Give back all of the data exactly as it stands, with the pictures removed.

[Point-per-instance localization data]
Start of Block

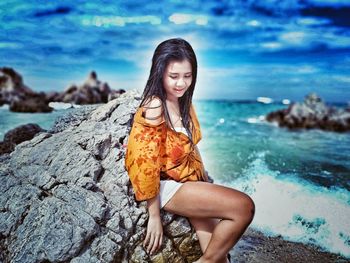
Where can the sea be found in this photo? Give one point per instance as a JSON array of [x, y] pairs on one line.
[[299, 180]]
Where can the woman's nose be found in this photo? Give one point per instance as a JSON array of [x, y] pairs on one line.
[[180, 82]]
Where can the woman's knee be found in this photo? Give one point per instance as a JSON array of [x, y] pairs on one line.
[[243, 209], [248, 208]]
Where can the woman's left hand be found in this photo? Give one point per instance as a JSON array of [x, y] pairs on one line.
[[154, 236]]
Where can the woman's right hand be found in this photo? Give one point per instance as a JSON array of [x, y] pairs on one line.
[[154, 236]]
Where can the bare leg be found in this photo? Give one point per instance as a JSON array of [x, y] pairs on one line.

End of Block

YOUR SOLUTION:
Where can the sea be found in this photo? Give one point per instance as a JSON array of [x, y] pairs on one line.
[[299, 180]]
Where can the woman's nose be found in this photo? Give one point per instance as a JSON array of [x, y] pairs on one line.
[[180, 82]]
Where can the woman's knee be found in this photo? Give one point per instance as a JSON array of [x, y] pairs on one line.
[[243, 209], [248, 208]]
Where can the woman's left hand be found in this photo? Give one point per instance as a JSON array of [x, y] pairs on one line.
[[154, 236]]
Where can the woman's right hand be found in this photo? Give one point per instance as a JSON array of [x, y] pairs on one line.
[[154, 236]]
Where can the bare leg be found in this photo? Give one point per instance as a JSON array of [x, y] pairs on one line.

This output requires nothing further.